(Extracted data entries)

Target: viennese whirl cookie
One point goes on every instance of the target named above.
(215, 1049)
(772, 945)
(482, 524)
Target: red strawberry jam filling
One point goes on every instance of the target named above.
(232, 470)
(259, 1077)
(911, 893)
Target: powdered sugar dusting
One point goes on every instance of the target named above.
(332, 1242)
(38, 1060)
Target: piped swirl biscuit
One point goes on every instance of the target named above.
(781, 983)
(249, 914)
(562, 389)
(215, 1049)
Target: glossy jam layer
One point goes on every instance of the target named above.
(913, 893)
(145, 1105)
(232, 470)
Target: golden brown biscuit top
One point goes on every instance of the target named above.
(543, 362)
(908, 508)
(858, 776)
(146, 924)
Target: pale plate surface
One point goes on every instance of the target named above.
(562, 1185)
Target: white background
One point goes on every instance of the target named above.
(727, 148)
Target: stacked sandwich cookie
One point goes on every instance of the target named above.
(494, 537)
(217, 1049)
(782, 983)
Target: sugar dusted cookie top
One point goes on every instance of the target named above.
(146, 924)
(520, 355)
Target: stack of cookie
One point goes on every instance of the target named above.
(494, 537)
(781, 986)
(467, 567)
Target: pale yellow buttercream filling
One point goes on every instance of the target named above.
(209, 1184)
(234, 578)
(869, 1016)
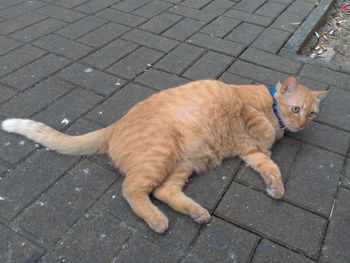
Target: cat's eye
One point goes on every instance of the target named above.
(312, 114)
(295, 109)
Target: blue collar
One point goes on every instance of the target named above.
(272, 91)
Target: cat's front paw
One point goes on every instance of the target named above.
(275, 190)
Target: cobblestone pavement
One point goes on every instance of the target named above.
(78, 65)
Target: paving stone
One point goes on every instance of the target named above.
(216, 44)
(121, 18)
(218, 7)
(135, 63)
(51, 215)
(14, 147)
(95, 80)
(283, 154)
(301, 7)
(271, 9)
(138, 249)
(336, 245)
(95, 238)
(208, 187)
(230, 78)
(130, 5)
(180, 58)
(268, 252)
(159, 80)
(19, 57)
(7, 45)
(152, 8)
(220, 241)
(81, 27)
(324, 136)
(207, 67)
(325, 75)
(111, 53)
(95, 5)
(70, 3)
(268, 60)
(249, 6)
(32, 100)
(68, 108)
(160, 23)
(192, 13)
(20, 9)
(245, 33)
(288, 21)
(117, 105)
(314, 179)
(17, 23)
(184, 29)
(38, 30)
(29, 179)
(277, 220)
(221, 26)
(335, 109)
(15, 248)
(258, 73)
(34, 72)
(150, 40)
(271, 40)
(5, 93)
(63, 46)
(104, 34)
(181, 232)
(60, 13)
(251, 18)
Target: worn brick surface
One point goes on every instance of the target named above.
(184, 29)
(110, 53)
(34, 72)
(71, 196)
(68, 108)
(159, 80)
(275, 62)
(91, 79)
(79, 65)
(245, 33)
(113, 108)
(216, 44)
(32, 100)
(15, 248)
(268, 252)
(207, 66)
(180, 58)
(135, 63)
(19, 58)
(278, 220)
(161, 22)
(62, 46)
(104, 34)
(223, 242)
(335, 248)
(23, 184)
(151, 40)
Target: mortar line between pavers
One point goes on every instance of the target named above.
(336, 196)
(261, 235)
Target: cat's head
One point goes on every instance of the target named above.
(297, 105)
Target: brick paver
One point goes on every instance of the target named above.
(79, 65)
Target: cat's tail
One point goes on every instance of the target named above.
(90, 143)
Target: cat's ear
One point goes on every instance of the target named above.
(289, 85)
(321, 94)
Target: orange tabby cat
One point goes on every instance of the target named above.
(160, 141)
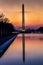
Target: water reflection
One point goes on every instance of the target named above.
(33, 51)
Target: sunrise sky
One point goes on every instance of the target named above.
(12, 9)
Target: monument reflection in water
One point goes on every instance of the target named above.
(33, 51)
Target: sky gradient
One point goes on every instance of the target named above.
(12, 10)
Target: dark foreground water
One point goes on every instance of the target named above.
(33, 51)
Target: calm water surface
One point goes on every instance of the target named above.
(33, 51)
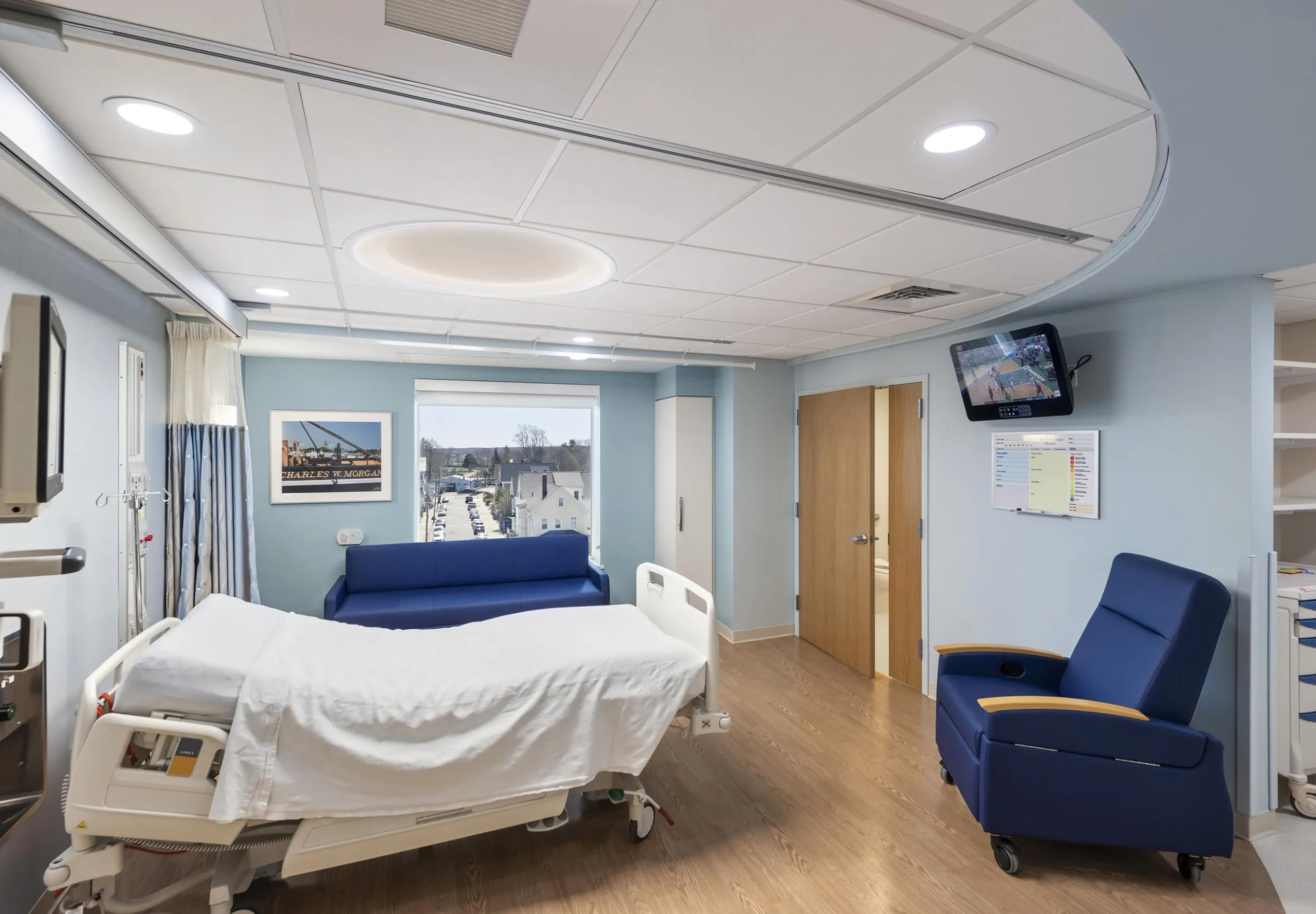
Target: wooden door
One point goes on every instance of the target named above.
(906, 546)
(836, 525)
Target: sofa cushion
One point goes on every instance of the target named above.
(437, 608)
(461, 563)
(960, 695)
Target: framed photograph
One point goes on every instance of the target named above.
(321, 456)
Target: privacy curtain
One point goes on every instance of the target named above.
(211, 542)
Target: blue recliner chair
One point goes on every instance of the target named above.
(1096, 748)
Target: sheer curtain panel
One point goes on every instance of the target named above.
(211, 542)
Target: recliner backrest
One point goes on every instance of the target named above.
(1150, 641)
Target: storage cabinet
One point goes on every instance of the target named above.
(683, 508)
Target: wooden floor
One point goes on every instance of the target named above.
(824, 797)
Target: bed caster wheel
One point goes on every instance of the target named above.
(1192, 867)
(1006, 854)
(642, 828)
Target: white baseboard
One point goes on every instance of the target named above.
(741, 635)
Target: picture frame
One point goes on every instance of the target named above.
(327, 456)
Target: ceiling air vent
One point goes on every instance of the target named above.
(491, 25)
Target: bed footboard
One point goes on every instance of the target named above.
(685, 611)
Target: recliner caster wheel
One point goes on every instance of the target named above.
(643, 828)
(1192, 867)
(1006, 854)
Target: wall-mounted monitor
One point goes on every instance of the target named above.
(32, 408)
(1014, 375)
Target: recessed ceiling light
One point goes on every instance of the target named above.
(152, 116)
(483, 260)
(957, 137)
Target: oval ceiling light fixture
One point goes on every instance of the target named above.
(152, 116)
(483, 260)
(957, 137)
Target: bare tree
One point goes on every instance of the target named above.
(532, 441)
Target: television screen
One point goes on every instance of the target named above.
(1020, 374)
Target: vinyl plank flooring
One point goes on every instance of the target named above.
(824, 797)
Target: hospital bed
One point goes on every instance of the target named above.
(148, 779)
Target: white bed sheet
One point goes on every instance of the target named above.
(198, 667)
(340, 720)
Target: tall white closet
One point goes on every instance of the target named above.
(685, 487)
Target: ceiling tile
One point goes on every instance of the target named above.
(793, 225)
(628, 195)
(403, 302)
(324, 317)
(1035, 112)
(300, 294)
(561, 46)
(779, 336)
(820, 286)
(254, 258)
(219, 204)
(653, 300)
(385, 150)
(695, 329)
(751, 311)
(1090, 183)
(833, 320)
(1112, 227)
(27, 194)
(1060, 33)
(687, 267)
(144, 279)
(516, 312)
(905, 324)
(349, 213)
(245, 125)
(923, 245)
(232, 23)
(629, 254)
(81, 233)
(606, 321)
(1019, 267)
(764, 81)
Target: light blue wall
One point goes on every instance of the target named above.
(298, 558)
(98, 309)
(1172, 390)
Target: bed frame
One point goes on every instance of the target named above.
(166, 804)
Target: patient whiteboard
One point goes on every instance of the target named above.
(1045, 472)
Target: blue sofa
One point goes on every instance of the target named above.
(1096, 747)
(433, 586)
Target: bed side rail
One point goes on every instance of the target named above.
(685, 612)
(116, 665)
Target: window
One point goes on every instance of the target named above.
(510, 445)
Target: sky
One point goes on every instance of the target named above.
(495, 427)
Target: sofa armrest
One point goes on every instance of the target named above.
(600, 580)
(337, 594)
(1095, 733)
(1040, 668)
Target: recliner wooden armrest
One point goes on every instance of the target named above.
(1032, 703)
(997, 649)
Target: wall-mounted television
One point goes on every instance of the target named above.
(1014, 375)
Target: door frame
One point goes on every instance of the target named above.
(928, 678)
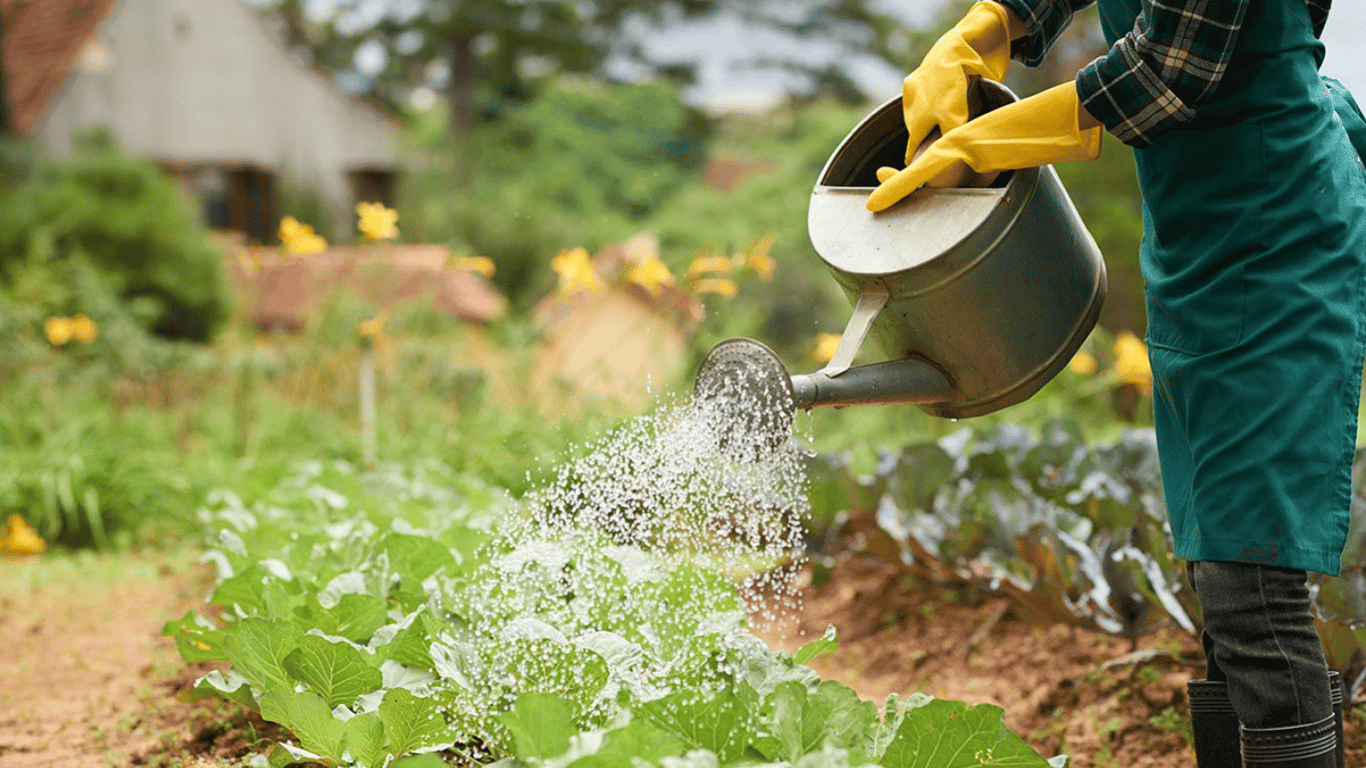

## Task instructions:
Reproduce all of the entries above verbatim, omitting the pictures.

## Written response:
Target: viennese whirl cookie
One point goes on every instance of the target named above.
(215, 1049)
(772, 945)
(482, 524)
Target: red strawberry jam filling
One point goes on every instance of the target named above.
(232, 470)
(259, 1077)
(911, 893)
Target: powdered sugar dusting
One point goes on every instance of the target named above.
(332, 1242)
(38, 1060)
Target: piped swirl biscuit
One point goes on every instance of the target named above.
(781, 983)
(249, 914)
(562, 389)
(215, 1049)
Target: glossy jam layer
One point goes on every instance of the target named above.
(913, 893)
(145, 1105)
(232, 470)
Target: golden brown biscuit top
One point goes on every instance of the target named above.
(543, 362)
(908, 508)
(858, 776)
(146, 924)
Target: pale plate surface
One point goes on every instance of the target named above.
(562, 1185)
Target: white background
One point goes on every instance of the target named above.
(727, 148)
Target: stacked sandwich cookie
One point goes on every instance of the target named above.
(494, 537)
(217, 1049)
(782, 983)
Target: sugar dusted cookie top
One point goes on every instance of the target named above.
(146, 924)
(520, 355)
Target: stack of cookie
One point goes on every instance of the target named above.
(494, 537)
(781, 986)
(467, 567)
Target: pale yellow buttercream filling
One point goes on every instance of the target named above.
(209, 1184)
(234, 578)
(869, 1016)
Target: cat's eye
One point goes on every instance of the target named above.
(312, 114)
(295, 109)
Target: blue collar
One point goes on every instance of the target named above.
(272, 91)
Target: cat's front paw
One point goes on every instance of the target named above.
(275, 190)
Target: cobblestone pavement
One point goes on every instance of the target named above.
(78, 65)
Target: paving stone
One point goes on every instance of the target named above.
(216, 44)
(121, 18)
(218, 7)
(135, 63)
(51, 215)
(14, 147)
(95, 80)
(283, 154)
(301, 7)
(271, 9)
(138, 249)
(336, 245)
(95, 238)
(208, 187)
(230, 78)
(130, 5)
(180, 58)
(268, 252)
(159, 80)
(19, 57)
(7, 45)
(152, 8)
(220, 241)
(81, 27)
(324, 136)
(207, 67)
(325, 75)
(111, 53)
(95, 5)
(70, 3)
(268, 60)
(249, 6)
(32, 100)
(68, 108)
(160, 23)
(192, 13)
(20, 9)
(245, 33)
(288, 21)
(117, 105)
(314, 179)
(17, 23)
(184, 29)
(38, 30)
(29, 179)
(277, 220)
(221, 26)
(335, 109)
(15, 248)
(258, 73)
(34, 72)
(150, 40)
(271, 40)
(5, 93)
(63, 46)
(104, 34)
(181, 232)
(60, 13)
(251, 18)
Target: worn brick surface
One point goes on every instance of the target named above.
(184, 29)
(110, 53)
(34, 72)
(71, 196)
(68, 108)
(159, 80)
(275, 62)
(91, 79)
(79, 65)
(245, 33)
(113, 108)
(216, 44)
(32, 100)
(15, 248)
(268, 252)
(207, 66)
(180, 58)
(135, 63)
(19, 58)
(278, 220)
(161, 22)
(62, 46)
(104, 34)
(223, 242)
(335, 248)
(23, 184)
(151, 40)
Target: mortar line between pavers
One point goes on every instance of the target named above.
(336, 196)
(261, 235)
Target: cat's head
One point goes on every instance of the target named above.
(297, 105)
Target: brick paver
One point goes on every instance of the target named above.
(79, 65)
Target: cat's tail
One point goes on every instance of the target named above.
(90, 143)
Target: cat's ear
One point goes on every instance of the target named above.
(289, 85)
(321, 94)
Target: orange tabby cat
One point goes on every instance of the target named above.
(160, 141)
Target: water reflection
One point goes on every instance of the target named above.
(33, 51)
Target: sunrise sky
One point goes on every instance of the target named above.
(12, 9)
Target: monument reflection in water
One point goes on every instance of the target named above.
(33, 51)
Target: sky gradient
One point goes on every instance of the target named above.
(12, 10)
Target: dark foreground water
One point goes on every instance of the target named above.
(33, 51)
Target: calm water surface
One point goes on every instance of the target named above.
(33, 51)
Target: wooden door
One point goes on every instance of the target named above.
(906, 546)
(836, 525)
Target: sofa cushion
One point goes on every instance of the target named above.
(437, 608)
(461, 563)
(960, 695)
Target: framed photograph
One point goes on every instance of the target named above.
(321, 456)
Target: privacy curtain
One point goes on every instance of the target named above.
(211, 542)
Target: blue recliner chair
One point goes on every instance of the target named above.
(1096, 748)
Target: sheer curtain panel
One point goes on every instance of the target named above.
(211, 542)
Target: recliner backrest
One point goes on every instance of the target named above.
(1150, 641)
Target: storage cabinet
One point goes on every instance of the target named above.
(683, 508)
Target: wooden floor
One point goes on every instance of the target named above.
(824, 797)
Target: bed caster wheel
One point goes on every instance of the target named above.
(1192, 867)
(1006, 854)
(642, 828)
Target: white baseboard
One point goes on every instance of the target named above.
(741, 635)
Target: picture frame
One point goes on every instance of the target named above.
(327, 456)
Target: ceiling air vent
One point goes on every instance of the target named above.
(491, 25)
Target: bed footboard
One point goes on every instance of the target named above.
(685, 611)
Target: recliner caster wheel
One point goes on every instance of the target named above.
(643, 828)
(1192, 867)
(1006, 854)
Target: wall-mounted monitor
One point goes on every instance of the target named above.
(32, 408)
(1014, 375)
Target: recessed ceiling light
One point goes on every instance of the target named above.
(152, 116)
(483, 260)
(957, 137)
Target: oval ceiling light fixture
One point goes on every instance of the target named above.
(152, 116)
(483, 260)
(957, 137)
Target: bare tree
One point goes on every instance of the target named above.
(532, 441)
Target: television screen
One point goes on every instance of the target named above.
(1020, 374)
Target: vinyl plank flooring
One point goes on every instance of the target named above.
(824, 797)
Target: hospital bed
One point goes on every instance of the target named above.
(148, 779)
Target: white bed sheet
One point goes on every instance of the target named above.
(198, 667)
(340, 720)
Target: tall white closet
One point goes on every instance of the target named above.
(685, 487)
Target: ceiling tile
One point goes on every instance of the target named above.
(793, 225)
(628, 195)
(403, 302)
(324, 317)
(1035, 112)
(300, 294)
(561, 46)
(779, 336)
(820, 286)
(254, 258)
(219, 204)
(653, 300)
(385, 150)
(695, 329)
(751, 311)
(1090, 183)
(833, 320)
(1112, 227)
(27, 194)
(1060, 33)
(687, 267)
(144, 279)
(516, 312)
(905, 324)
(349, 213)
(245, 125)
(923, 245)
(232, 23)
(629, 254)
(81, 233)
(606, 321)
(1019, 267)
(764, 81)
Target: light blue wall
One point goes on every instance of the target named above.
(298, 558)
(98, 309)
(1172, 390)
Target: bed frame
One point goes on every instance of the target named above.
(166, 804)
Target: patient whiteboard
One point goes on every instance of the target named above.
(1045, 472)
Target: blue sofa
One point goes on every instance of the target named above.
(1096, 747)
(433, 586)
Target: bed side rail
One point goes on every instance of the target named above.
(685, 612)
(116, 665)
Target: window
One point goes on every instance of the target named above.
(510, 445)
Target: sky
One point goes on every instance of the target named above.
(495, 427)
Target: sofa armrest
One point goes on every instance of the target named above.
(600, 580)
(337, 594)
(1095, 733)
(1040, 668)
Target: recliner wooden armrest
One point goes on every instance of the target named above.
(1032, 703)
(997, 649)
Target: wall-mounted television
One point goes on every instance of the target named above.
(1014, 375)
Target: door frame
One point goes on every instance of the target named above.
(928, 678)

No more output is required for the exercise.